* _Requirements_
Give the records below as a two-column CSV with the header prompt_text,answer, using only those from the line with "occurrences of corrugated" through the end of the records. Each row holds one record's text and its answer, each in a single quoted field with line breaks turned into spaces.

* _Source material_
==========

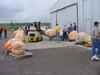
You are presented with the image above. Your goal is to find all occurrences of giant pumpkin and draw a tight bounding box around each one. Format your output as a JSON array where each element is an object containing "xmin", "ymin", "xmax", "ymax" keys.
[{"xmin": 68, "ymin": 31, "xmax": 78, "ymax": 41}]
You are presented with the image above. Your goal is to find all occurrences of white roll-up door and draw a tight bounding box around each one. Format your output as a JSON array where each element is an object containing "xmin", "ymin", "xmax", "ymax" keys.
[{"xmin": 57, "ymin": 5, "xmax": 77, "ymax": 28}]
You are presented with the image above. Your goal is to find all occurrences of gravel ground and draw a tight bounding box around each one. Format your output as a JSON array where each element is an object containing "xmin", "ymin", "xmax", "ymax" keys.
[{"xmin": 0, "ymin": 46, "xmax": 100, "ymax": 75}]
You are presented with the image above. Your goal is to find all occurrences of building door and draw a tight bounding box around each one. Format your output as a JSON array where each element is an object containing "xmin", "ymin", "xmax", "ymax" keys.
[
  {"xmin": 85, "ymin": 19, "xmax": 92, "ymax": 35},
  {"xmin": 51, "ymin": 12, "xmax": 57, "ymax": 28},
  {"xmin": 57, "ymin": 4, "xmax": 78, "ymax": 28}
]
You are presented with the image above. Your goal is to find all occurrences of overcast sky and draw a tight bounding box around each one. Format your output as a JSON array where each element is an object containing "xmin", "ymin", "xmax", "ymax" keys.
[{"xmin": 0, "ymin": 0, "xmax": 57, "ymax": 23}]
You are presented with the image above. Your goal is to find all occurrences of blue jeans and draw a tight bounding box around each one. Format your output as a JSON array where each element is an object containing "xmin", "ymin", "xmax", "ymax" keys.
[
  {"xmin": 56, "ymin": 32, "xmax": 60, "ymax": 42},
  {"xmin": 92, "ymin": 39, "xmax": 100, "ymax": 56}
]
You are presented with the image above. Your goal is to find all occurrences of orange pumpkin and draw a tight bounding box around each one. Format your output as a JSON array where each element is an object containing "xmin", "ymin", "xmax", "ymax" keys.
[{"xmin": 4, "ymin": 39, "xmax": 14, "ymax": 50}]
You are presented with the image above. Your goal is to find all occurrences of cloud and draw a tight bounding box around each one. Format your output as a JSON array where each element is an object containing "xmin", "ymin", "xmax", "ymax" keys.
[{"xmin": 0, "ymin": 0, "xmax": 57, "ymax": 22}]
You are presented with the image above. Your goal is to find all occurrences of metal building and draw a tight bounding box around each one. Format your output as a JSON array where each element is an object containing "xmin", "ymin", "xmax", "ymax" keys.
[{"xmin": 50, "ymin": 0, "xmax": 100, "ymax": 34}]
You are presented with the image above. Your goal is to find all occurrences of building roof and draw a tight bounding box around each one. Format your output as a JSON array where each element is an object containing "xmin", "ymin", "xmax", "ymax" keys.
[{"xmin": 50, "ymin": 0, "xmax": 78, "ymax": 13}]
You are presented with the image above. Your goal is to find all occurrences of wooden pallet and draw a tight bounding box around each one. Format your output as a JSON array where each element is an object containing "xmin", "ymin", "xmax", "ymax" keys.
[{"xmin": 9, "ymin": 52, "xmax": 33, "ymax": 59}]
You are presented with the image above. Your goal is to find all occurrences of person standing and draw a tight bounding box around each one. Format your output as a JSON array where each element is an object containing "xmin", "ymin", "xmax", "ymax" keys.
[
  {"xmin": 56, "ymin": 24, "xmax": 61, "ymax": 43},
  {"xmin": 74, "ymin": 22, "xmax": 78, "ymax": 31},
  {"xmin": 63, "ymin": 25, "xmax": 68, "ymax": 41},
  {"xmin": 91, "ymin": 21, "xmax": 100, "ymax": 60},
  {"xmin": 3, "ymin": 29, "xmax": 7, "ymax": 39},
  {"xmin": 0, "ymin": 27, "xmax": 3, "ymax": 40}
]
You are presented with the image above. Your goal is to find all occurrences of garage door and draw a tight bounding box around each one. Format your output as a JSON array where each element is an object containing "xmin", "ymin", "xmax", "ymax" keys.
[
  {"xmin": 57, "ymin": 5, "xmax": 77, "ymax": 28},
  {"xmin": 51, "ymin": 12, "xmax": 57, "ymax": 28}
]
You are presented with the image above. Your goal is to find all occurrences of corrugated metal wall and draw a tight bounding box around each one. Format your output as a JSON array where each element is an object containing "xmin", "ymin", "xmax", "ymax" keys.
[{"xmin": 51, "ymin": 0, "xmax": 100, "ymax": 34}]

==========

* _Problem solution_
prompt_text,answer
"You are presented with the image above. Your goal is to find all occurrences of corrugated metal wall and draw a tight bounding box around each one. Format your output as a JSON array where each element is an object containing ""xmin"", ""ymin"", ""xmax"", ""ymax"" keys.","[{""xmin"": 51, ""ymin"": 0, ""xmax"": 100, ""ymax"": 34}]"